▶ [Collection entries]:
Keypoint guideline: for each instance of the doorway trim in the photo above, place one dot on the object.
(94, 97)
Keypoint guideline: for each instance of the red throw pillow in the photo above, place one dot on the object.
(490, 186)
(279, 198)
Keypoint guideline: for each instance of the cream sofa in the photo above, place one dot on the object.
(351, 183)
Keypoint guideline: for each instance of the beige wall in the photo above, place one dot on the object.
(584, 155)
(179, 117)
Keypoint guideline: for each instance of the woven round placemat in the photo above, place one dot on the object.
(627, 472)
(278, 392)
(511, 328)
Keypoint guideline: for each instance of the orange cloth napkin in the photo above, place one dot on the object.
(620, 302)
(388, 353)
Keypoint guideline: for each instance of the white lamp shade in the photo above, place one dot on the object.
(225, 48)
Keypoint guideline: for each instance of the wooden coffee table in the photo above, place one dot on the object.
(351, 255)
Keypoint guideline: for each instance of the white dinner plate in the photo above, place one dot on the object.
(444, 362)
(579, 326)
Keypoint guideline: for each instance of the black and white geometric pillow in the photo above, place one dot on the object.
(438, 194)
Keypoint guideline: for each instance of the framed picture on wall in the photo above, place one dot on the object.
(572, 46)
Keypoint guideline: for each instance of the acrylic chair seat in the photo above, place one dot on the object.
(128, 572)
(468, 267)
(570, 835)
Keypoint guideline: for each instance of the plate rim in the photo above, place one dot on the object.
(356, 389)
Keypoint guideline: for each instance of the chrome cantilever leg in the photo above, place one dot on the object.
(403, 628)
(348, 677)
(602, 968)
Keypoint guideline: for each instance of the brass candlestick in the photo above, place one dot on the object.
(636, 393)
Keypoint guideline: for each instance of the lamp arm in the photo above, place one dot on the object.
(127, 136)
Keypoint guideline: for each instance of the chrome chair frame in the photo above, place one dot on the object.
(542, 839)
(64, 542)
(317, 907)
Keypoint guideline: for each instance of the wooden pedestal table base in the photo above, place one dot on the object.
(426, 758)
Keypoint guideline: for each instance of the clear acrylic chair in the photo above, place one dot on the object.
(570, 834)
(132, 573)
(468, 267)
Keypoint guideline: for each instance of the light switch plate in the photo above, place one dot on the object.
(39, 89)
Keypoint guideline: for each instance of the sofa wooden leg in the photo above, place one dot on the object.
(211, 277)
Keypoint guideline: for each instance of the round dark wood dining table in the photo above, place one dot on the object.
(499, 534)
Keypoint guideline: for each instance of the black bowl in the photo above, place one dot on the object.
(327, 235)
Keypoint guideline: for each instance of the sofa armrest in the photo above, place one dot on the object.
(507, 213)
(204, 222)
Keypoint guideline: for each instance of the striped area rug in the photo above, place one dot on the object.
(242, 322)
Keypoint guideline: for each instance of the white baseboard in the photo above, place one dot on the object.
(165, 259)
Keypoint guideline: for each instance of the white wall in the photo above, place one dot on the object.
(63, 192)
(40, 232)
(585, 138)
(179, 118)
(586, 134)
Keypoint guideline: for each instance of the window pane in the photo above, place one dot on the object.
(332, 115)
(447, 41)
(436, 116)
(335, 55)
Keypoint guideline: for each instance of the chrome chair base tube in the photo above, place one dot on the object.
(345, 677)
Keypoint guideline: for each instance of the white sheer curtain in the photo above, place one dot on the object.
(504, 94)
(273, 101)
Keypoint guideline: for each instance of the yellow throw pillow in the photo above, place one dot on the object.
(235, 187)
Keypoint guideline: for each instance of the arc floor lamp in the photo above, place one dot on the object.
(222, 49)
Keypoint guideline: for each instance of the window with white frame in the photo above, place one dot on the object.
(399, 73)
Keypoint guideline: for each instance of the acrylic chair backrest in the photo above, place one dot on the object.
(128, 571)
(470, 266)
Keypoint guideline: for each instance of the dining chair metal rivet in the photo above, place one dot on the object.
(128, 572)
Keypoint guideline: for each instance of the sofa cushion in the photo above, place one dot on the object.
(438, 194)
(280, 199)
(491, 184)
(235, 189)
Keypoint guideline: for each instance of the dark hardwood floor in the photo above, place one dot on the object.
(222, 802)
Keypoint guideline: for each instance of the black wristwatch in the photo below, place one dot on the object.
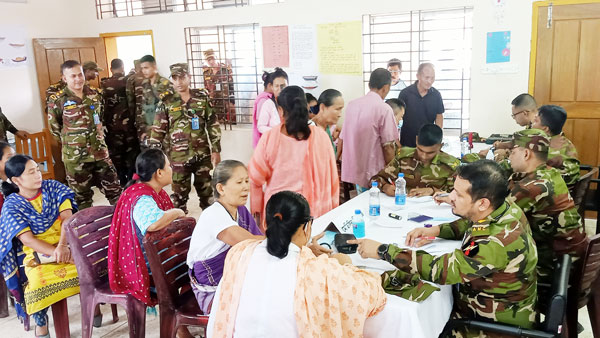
(382, 250)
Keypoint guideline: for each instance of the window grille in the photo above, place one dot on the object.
(123, 8)
(442, 37)
(238, 46)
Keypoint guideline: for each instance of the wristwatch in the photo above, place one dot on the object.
(382, 250)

▶ [Short task]:
Can you copy every row above word for word, leaving the pictures out?

▶ [Final result]:
Keypoint guideline: for each instance of the doorway trim in the photo above, place one dot on the object.
(94, 97)
Keypoint guideline: for each instance of the red throw pillow in the photo above, place one dot on the object.
(490, 186)
(279, 198)
Keypoint guideline: for each instance of the cream sofa in the photo above, place one dot on the object.
(351, 183)
Keypoint guideline: for each instance of the beige wall in the photo above, place one dot on the object.
(584, 155)
(179, 117)
Keypoint guideline: for each instance of the woven round placemat in the photo above, place one dot on the object.
(627, 472)
(278, 392)
(511, 328)
Keypoint guideline: for each instance of the orange cloth napkin in the photo above, place one dot on the object.
(620, 302)
(388, 353)
Keypoint guideline: for each instance of the white lamp shade in the photo above, place one dot on the object.
(225, 48)
Keypoint guideline: for each instance of the wooden coffee table in the photo above, place one dot on the object.
(351, 255)
Keypoint guideline: for each instance of the white dinner plate in the photo above, place one dot on the object.
(444, 362)
(579, 326)
Keypoint guideline: for each instance of the black and white geometric pillow in the photo above, place one dot on the object.
(438, 194)
Keypoint guideline: for each instance of the framed picture on wall in the photo above, place one dot on the object.
(572, 46)
Keypoint guideline: for each instance of the acrylic chair seat in the photo above, place one dot on the object.
(128, 572)
(468, 267)
(570, 835)
Keypoint guideline: for each instance of the plate rim in the photo above, place one dot on the object.
(356, 389)
Keypoint guideline: for each instance of the chrome cantilever leg in the photo above, place one dot on the object.
(403, 628)
(348, 677)
(602, 968)
Keypoint guideline: for each instance of the brass candlestick in the photo above, place one dot on the object.
(636, 393)
Keypoint guideline: for each instance of the lamp arm in the photo above, place one dot on the object.
(127, 136)
Keypoint guideline: for each instance of the chrome chair frame in the photo above, place one dot on the object.
(542, 839)
(64, 542)
(317, 907)
Keypoint guideline: for each instance of the wooden pedestal table base in the photo above, place one dot on the object.
(426, 758)
Keypoint guideline: for each instance of the clear acrylic chair in the photo above, place one dot on the object.
(570, 834)
(132, 573)
(468, 267)
Keypoint guideline: for each instance of the light switch plate in the photo above, place one dot on the object.
(39, 89)
Keypoint guideline: for each instance of the sofa wooden leg in the photo above, place one dot on the object.
(211, 277)
Keypoint guideline: for each instance of the round dark wood dining table in the photo above, place one dot on the object.
(499, 534)
Keypoint guideline: for each instance of the black bowl in the photo above, place one dot on the object.
(327, 235)
Keypoint guideline: for each instance of the sofa armrest in the photo above, place one dot on the object.
(507, 213)
(204, 222)
Keypoint guideline: for each instance of the striped area rug in the photo above, place one dot on the object.
(242, 322)
Keypoint guideline: for each instance of the white baseboard in the photo above, place one dot on the object.
(165, 259)
Keypoint guideline: for each instance of the white wall in the photo above, place one dot on the object.
(63, 192)
(40, 232)
(585, 138)
(179, 118)
(586, 134)
Keypoint guideline: for each instance of the window pane in the photo above, place one dot on the object.
(332, 115)
(447, 41)
(436, 116)
(335, 55)
Keypoint guideline: for each instance of the chrome chair base tube in the photo above, place one dot on the object.
(345, 677)
Keypoint guideline: for each instance of the white sheer curtain in the photo above, place one dot on the object.
(504, 94)
(273, 101)
Keypoint guideline: for each instance of the yellow throw pillow in the photo above, place one dot on the object.
(235, 187)
Keypoint guideline: for each instance of the arc floor lamp in the photo above, place one dot on the object.
(222, 49)
Keypoint guideline: for each instance of the window with white frame in the photo above, place one dot on the object.
(399, 73)
Keypoint guideline: for each instance of the acrylic chair backrest in the photo above, place one dot on the object.
(128, 571)
(470, 266)
Keypoint guideline: for each instance of the dining chair metal rivet in the photo above, place one dot on the object.
(128, 572)
Keypoint guideline: for each instance of the sofa cushion in the photo above, place one dot on the object.
(438, 194)
(280, 199)
(491, 184)
(235, 189)
Keypoint guideline: for each instance of the dark hardwood floor in the photo above, place one dot on the object.
(222, 802)
Keypoint guideline: for each instance of the black wristwatch in the photo below, place one dot on the object.
(382, 250)
Keypoint guideline: for each instance of the window grille in the photo above, place one dot on the object.
(123, 8)
(442, 37)
(238, 46)
Keypoint guideline: for each instance of the wristwatch in the photo above, place one dot on the object.
(382, 250)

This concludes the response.